La danza de la vida para tantos es danza de muerte, infligida por seres completamente descentrados, alejados del camino de humanización. El ser humano tiene la capacidad de vibrar con la música del otro y, sin embargo, hay seres que viven promoviendo el descarte, consideran a otros y a sí mismos basura, viven en medio de situaciones inefables. Ante esto, la sinodalidad es también experimentar el llanto de Dios sobre el mundo en cada expresión que arranca la vida.
- PODCAST: Via Crucis informativo
- ¿Quieres recibir gratis por WhatsApp las mejores noticias de Vida Nueva? Pincha aquí
- Regístrate en el boletín gratuito y recibe un avance de los contenidos
Sinodalidad es asumir la esperanza latente, que nos anima a sostener la mirada sobre esas realidades cuando pareciera que todo se sustenta en descartar al otro, y soñar otros horizontes más fraternos. En este mundo desintegrado si tan sólo nos pudiéramos mirarnos unos a otros a los ojos, en verdad, en el anhelo de caminar más juntos y juntas sinodalmente, habría otras posibilidades de tejer otros mañanas.
¿Es el destino del mundo romperse y resquebrajarse? Frente a esta interrogante, estamos llamados a reconocer en el amor la única fuerza integradora, superior a todo, capaz de conducir a la sinodalidad plena desde la comunión de o diverso; Si bien, sabemos que el amor es complejo, a veces desconcertante, pero en la fibra más esencial de nuestro ser sabemos con certeza que sin amor no somos nada. La Sinodalidad genuina, como un modo de ser en el mundo y en la Iglesia, se sostiene en el amor para superar cualquier vacío y encontrar el sentido que nos permita pasar del yo al tú, y entonces alcanzar el nosotros. Aquí no hay cabida para los activismos sin conexión con las raíces, sin conexión con los frutos, es necesario que los caminos compartidos partan de las fibras más profundas de la vida cotidiana, o no serán genuino camino compartido. Por ello, sinodalidad es decir mil veces sí al amor compartido y en comunión; recordando, en medio de un mundo roto, tanto bien recibido como Gracia que viene de arriba. Estamos llamados a querer seguir viviendo en el amor, a sostenernos desde ahí, para seguir sintiéndonos vivos y caminando juntos.

_____

Tareas:
#1 Reproduce del texto sobre la sinodalidad el tramo desde "La danza de" hasta "arranca la vida.".
#2 Responde estas preguntas sobre el texto sobre la sinodalidad:
(a) ¿Qué capacidad tiene el ser humano?
(b) ¿Qué fuerza se reconoce como la única integradora?
(c) ¿A qué es decir mil veces sí la sinodalidad?
Por favor, apóyate únicamente en el texto sobre la sinodalidad.

_____

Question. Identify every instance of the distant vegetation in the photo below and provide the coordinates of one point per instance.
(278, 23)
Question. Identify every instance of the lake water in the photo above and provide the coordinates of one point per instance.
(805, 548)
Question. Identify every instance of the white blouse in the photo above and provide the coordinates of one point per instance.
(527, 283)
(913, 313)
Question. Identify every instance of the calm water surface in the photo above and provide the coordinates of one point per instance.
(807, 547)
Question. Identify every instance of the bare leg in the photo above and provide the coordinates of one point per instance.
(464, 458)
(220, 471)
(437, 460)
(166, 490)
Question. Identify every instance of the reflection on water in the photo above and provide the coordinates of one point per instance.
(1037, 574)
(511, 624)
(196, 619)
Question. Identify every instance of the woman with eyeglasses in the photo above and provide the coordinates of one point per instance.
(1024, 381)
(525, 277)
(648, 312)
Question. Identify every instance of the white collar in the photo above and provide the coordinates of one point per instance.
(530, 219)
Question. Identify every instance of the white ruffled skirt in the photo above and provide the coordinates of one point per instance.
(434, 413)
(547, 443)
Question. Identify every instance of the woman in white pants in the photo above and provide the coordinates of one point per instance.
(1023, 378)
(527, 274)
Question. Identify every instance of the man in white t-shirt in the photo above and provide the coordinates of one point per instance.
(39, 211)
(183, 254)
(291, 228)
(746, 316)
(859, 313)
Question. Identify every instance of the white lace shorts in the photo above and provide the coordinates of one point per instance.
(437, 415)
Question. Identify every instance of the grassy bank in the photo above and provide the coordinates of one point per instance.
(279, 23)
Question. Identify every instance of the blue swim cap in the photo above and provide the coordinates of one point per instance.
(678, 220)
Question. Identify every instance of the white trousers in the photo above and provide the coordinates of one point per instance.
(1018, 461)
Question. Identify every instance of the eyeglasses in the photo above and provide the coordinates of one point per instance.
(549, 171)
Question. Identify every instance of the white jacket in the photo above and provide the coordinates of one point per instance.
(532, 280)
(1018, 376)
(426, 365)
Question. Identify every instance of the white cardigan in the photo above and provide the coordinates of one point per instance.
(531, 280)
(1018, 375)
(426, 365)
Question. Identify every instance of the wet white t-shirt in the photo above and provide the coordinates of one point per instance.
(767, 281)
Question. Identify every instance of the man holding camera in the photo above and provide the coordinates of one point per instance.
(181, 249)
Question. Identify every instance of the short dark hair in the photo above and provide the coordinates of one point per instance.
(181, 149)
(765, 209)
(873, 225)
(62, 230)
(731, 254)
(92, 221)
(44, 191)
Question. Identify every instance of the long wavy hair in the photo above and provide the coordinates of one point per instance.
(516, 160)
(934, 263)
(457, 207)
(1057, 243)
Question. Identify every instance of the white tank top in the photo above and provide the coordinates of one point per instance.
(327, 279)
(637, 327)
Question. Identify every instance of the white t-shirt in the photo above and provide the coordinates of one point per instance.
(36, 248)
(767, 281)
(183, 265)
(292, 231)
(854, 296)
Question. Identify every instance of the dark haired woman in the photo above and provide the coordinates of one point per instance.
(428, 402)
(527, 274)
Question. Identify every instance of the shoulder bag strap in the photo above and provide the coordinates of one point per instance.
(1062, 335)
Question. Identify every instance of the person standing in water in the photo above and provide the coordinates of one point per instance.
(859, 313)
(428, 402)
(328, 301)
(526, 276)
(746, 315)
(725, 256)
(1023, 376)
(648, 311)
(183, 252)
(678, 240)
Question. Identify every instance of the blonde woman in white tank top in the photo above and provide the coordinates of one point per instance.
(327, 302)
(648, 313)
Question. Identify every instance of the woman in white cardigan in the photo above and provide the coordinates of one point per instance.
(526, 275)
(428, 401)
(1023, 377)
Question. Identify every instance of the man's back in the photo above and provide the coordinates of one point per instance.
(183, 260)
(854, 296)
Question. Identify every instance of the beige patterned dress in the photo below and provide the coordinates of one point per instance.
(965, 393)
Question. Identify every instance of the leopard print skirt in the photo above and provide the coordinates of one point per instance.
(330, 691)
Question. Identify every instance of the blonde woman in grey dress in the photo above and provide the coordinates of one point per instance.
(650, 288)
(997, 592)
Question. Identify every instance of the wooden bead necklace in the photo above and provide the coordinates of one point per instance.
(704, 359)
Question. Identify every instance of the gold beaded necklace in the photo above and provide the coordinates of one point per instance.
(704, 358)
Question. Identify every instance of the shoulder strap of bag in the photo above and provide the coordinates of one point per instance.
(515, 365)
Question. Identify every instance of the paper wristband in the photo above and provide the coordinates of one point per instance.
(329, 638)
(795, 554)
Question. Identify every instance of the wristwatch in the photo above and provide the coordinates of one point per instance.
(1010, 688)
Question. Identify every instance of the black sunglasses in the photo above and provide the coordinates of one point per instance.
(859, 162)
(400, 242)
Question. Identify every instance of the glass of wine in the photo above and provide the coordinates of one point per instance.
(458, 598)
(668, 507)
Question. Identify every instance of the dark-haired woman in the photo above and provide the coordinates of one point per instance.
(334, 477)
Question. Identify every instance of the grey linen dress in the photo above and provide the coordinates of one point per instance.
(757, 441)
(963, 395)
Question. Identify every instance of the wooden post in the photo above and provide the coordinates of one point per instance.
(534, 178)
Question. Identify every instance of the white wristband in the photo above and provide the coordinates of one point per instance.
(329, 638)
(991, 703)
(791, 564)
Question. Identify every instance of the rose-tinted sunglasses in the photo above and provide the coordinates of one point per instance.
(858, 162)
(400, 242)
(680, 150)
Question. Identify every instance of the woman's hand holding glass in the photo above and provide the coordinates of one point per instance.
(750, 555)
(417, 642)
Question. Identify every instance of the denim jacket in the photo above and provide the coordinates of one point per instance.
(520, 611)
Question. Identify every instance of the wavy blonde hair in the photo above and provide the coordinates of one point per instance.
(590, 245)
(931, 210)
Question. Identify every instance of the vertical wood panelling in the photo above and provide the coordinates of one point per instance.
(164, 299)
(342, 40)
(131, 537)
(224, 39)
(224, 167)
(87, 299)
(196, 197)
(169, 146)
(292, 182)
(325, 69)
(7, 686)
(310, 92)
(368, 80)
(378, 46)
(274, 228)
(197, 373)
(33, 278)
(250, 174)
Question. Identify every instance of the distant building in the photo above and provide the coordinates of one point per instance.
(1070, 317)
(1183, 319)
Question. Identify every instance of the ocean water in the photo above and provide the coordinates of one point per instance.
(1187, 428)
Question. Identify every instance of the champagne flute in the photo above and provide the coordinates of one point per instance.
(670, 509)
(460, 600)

_____

Soluciones por tarea:
#1
La danza de la vida para tantos es danza de muerte, infligida por seres completamente descentrados, alejados del camino de humanización. El ser humano tiene la capacidad de vibrar con la música del otro y, sin embargo, hay seres que viven promoviendo el descarte, consideran a otros y a sí mismos basura, viven en medio de situaciones inefables. Ante esto, la sinodalidad es también experimentar el llanto de Dios sobre el mundo en cada expresión que arranca la vida.

#2
(a) La capacidad de vibrar con la música del otro.
(b) El amor.
(c) Al amor compartido y en comunión.